----- The input -----
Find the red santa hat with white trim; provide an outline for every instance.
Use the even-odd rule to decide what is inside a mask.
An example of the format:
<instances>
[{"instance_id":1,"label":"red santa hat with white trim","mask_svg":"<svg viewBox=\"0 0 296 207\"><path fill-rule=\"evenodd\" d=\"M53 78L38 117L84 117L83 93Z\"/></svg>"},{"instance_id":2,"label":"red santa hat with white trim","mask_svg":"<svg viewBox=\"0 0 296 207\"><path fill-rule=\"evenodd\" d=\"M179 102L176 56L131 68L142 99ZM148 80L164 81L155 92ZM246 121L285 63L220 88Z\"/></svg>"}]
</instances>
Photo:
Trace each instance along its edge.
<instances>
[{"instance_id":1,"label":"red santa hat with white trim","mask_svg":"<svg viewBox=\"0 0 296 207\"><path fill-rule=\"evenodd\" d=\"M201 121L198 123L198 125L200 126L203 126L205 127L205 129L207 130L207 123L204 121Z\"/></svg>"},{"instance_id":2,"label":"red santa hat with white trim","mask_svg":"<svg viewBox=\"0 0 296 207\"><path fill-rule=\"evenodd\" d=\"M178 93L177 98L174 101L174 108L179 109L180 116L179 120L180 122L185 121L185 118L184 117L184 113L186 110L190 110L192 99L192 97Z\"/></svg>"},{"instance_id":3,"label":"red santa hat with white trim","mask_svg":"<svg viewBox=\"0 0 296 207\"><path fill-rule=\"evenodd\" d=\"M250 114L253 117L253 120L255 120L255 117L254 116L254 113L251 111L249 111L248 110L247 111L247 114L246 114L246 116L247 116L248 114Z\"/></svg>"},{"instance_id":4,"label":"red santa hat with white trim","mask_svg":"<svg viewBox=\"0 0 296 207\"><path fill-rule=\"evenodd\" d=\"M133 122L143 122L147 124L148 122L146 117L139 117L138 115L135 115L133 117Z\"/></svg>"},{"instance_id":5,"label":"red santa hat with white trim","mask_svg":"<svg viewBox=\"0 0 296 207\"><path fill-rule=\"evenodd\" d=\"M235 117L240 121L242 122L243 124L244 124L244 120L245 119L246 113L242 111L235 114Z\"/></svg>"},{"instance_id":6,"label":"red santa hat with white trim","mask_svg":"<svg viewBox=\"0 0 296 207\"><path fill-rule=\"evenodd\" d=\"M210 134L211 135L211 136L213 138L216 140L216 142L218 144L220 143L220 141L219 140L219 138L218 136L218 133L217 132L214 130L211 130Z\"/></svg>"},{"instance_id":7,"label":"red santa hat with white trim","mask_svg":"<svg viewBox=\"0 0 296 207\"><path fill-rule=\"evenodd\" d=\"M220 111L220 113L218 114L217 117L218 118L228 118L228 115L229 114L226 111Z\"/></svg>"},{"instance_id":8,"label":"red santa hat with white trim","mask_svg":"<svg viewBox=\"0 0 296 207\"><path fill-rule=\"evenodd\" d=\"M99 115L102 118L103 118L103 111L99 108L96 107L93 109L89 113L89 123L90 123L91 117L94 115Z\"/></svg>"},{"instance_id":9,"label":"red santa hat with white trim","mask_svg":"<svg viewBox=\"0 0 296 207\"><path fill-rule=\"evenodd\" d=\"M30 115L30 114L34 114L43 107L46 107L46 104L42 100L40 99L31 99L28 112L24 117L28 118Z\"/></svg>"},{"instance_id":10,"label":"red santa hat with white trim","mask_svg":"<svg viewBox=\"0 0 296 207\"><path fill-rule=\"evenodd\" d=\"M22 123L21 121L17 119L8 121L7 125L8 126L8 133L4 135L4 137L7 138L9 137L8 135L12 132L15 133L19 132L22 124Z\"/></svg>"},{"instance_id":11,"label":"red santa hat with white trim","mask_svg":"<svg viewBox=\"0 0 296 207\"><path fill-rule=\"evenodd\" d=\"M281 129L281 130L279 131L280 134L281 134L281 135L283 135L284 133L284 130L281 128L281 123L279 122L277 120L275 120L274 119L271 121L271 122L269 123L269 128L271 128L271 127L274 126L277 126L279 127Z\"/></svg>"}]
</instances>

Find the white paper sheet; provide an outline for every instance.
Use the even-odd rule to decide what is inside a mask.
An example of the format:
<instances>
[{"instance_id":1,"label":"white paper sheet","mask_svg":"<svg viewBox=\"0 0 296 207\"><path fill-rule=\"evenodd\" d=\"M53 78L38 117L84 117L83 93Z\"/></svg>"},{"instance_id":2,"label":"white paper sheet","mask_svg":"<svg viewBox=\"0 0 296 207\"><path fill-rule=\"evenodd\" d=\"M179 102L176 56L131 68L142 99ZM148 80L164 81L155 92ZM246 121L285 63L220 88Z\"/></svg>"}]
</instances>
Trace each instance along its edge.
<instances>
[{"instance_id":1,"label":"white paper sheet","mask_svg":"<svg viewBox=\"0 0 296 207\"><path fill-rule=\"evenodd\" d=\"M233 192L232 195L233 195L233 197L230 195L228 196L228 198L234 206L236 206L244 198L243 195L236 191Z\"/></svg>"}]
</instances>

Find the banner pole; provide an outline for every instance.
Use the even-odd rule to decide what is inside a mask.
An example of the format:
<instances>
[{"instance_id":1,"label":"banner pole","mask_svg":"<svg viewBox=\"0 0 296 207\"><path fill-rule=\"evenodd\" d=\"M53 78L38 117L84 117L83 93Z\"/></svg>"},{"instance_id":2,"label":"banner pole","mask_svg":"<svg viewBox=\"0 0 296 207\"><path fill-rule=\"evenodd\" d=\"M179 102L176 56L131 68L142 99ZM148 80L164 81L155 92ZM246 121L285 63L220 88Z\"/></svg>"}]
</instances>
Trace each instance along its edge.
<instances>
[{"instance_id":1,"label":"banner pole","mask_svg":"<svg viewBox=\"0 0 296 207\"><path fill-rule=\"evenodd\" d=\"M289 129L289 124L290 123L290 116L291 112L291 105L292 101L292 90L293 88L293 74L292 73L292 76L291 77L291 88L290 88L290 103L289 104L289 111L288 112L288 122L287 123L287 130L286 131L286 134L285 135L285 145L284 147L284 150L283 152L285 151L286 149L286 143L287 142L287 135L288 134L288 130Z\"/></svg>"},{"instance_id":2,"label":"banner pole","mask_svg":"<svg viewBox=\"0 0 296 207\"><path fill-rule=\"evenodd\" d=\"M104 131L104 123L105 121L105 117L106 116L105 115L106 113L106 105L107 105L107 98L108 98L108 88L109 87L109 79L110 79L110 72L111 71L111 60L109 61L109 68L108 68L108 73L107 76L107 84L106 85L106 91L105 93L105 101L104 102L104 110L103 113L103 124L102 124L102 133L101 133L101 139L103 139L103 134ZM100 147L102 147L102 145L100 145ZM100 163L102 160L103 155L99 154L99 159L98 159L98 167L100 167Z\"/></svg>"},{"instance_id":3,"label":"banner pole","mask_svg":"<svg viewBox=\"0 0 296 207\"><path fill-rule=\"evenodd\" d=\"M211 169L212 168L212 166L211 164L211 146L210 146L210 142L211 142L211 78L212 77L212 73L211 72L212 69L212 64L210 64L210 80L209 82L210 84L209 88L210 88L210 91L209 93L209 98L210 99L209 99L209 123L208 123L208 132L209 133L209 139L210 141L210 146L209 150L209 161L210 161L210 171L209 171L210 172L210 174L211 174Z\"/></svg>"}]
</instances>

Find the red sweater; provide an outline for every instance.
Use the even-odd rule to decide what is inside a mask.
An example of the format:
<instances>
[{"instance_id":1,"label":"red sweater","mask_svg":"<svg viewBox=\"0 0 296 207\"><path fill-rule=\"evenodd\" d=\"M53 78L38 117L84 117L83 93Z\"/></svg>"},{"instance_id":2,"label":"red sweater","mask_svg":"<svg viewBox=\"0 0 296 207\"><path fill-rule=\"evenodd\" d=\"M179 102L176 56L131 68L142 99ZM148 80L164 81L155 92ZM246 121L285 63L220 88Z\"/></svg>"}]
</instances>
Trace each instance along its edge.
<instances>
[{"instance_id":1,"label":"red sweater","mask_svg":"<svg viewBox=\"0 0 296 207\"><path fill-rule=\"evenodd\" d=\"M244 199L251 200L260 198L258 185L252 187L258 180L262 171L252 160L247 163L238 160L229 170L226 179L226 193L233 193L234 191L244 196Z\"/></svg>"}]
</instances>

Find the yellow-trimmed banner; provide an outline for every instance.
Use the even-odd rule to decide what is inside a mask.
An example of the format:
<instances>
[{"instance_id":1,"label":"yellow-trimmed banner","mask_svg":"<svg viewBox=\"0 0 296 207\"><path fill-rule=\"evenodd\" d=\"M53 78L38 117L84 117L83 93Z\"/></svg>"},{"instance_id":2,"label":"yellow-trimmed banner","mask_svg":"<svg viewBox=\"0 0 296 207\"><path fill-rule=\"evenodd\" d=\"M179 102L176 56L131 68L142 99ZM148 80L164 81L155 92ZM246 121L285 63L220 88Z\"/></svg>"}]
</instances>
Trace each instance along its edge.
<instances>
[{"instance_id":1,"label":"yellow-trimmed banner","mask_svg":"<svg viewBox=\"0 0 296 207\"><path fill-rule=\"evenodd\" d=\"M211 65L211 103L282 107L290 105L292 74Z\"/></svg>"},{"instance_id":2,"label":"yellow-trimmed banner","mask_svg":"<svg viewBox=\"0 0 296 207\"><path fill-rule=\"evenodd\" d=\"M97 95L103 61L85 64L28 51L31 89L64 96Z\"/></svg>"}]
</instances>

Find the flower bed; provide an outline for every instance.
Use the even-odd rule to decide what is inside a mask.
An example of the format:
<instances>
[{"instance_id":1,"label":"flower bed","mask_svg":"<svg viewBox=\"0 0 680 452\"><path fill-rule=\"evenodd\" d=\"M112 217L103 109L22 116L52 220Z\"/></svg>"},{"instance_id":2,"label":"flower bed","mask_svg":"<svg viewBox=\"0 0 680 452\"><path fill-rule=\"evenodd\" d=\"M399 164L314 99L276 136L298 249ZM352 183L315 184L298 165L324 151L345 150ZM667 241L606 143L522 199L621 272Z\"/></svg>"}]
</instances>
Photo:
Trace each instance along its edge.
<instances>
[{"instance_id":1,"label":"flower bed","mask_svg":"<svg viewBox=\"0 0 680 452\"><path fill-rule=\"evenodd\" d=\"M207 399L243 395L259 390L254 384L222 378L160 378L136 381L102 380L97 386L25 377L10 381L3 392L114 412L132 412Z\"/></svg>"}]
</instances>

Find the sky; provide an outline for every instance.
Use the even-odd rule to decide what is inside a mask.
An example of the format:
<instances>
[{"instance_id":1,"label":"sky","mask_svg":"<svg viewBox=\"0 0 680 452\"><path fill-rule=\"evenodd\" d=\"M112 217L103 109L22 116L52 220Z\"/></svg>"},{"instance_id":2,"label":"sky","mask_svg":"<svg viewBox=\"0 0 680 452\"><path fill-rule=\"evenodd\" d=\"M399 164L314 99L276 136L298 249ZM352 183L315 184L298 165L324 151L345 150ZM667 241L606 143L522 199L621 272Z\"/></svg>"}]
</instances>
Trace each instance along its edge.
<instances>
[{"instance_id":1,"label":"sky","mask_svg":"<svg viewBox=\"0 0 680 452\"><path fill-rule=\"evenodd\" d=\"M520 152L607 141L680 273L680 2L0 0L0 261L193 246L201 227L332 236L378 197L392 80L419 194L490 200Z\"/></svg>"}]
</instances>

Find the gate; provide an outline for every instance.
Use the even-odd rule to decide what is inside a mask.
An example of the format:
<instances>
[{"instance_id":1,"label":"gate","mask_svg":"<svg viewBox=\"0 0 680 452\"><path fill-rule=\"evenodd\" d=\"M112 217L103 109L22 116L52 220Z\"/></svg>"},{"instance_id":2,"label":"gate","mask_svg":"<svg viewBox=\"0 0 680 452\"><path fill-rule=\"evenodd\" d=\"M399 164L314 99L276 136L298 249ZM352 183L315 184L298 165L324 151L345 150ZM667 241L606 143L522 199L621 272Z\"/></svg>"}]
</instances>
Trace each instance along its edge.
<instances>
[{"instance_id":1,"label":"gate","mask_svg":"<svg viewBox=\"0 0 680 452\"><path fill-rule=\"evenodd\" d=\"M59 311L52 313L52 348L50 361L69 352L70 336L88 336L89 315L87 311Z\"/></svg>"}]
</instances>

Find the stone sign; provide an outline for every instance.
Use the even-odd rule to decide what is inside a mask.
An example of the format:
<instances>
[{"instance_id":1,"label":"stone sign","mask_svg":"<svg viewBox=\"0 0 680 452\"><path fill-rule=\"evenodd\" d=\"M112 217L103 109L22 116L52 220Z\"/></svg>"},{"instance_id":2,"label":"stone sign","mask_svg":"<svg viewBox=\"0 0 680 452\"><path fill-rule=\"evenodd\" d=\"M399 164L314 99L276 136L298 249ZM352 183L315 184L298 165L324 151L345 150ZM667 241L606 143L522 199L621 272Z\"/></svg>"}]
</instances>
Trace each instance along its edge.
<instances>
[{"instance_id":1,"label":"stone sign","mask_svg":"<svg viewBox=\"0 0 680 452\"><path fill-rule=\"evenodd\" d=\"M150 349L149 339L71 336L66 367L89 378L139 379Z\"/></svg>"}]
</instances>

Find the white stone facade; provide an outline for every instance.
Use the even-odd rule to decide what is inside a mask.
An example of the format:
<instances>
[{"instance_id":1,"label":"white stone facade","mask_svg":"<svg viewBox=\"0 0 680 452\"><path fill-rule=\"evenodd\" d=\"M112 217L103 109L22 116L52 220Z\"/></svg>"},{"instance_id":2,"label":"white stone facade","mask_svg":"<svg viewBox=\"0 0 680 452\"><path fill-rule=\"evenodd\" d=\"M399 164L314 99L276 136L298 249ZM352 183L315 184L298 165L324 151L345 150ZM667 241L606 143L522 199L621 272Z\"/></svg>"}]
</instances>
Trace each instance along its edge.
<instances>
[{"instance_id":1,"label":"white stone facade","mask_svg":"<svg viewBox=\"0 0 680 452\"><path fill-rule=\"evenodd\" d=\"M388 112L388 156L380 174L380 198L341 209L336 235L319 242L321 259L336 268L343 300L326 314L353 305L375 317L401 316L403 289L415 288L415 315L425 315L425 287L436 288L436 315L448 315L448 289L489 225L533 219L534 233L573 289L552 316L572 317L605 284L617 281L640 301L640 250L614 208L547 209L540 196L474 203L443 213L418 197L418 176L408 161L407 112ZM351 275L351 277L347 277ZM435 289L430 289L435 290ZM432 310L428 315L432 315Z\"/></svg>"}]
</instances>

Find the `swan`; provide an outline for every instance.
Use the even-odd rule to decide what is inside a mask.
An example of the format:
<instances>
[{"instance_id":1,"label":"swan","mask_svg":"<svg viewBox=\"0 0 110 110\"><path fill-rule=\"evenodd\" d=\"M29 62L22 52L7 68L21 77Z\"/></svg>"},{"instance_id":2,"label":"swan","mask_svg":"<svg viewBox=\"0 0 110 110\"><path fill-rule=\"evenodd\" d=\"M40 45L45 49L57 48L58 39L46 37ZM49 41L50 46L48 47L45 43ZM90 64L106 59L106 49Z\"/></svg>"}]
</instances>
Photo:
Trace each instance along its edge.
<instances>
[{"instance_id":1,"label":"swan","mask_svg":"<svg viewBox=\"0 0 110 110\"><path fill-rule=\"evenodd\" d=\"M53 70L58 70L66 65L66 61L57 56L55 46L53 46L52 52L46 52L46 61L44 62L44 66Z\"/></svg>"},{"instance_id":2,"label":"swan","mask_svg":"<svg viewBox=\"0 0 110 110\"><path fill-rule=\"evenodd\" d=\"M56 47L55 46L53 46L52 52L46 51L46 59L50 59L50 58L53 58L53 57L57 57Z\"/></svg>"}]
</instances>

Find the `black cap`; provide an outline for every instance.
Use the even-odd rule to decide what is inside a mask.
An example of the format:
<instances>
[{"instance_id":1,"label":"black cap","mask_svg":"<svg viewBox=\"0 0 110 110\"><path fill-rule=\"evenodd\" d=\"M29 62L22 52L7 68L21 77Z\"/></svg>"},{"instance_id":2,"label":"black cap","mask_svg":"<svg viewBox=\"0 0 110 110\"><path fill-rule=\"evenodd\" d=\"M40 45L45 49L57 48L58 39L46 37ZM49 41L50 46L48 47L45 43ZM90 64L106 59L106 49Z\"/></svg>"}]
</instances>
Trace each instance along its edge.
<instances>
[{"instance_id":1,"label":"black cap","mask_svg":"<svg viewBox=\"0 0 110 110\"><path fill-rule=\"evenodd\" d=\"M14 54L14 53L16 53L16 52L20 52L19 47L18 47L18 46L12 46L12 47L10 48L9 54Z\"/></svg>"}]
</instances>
-----
▶ [Task objective] List every line in the rows above that contains the string "yellow", matching its case exactly.

▶ [Reply to the task]
Find the yellow-trimmed banner; provide an outline for every instance.
[{"instance_id":1,"label":"yellow-trimmed banner","mask_svg":"<svg viewBox=\"0 0 296 207\"><path fill-rule=\"evenodd\" d=\"M53 78L38 117L84 117L83 93Z\"/></svg>"},{"instance_id":2,"label":"yellow-trimmed banner","mask_svg":"<svg viewBox=\"0 0 296 207\"><path fill-rule=\"evenodd\" d=\"M179 102L176 56L131 68L142 99ZM148 80L164 81L155 92ZM246 121L285 63L220 88Z\"/></svg>"}]
[{"instance_id":1,"label":"yellow-trimmed banner","mask_svg":"<svg viewBox=\"0 0 296 207\"><path fill-rule=\"evenodd\" d=\"M211 65L211 103L282 107L290 105L292 74Z\"/></svg>"},{"instance_id":2,"label":"yellow-trimmed banner","mask_svg":"<svg viewBox=\"0 0 296 207\"><path fill-rule=\"evenodd\" d=\"M97 95L103 61L85 64L28 51L31 89L64 96Z\"/></svg>"}]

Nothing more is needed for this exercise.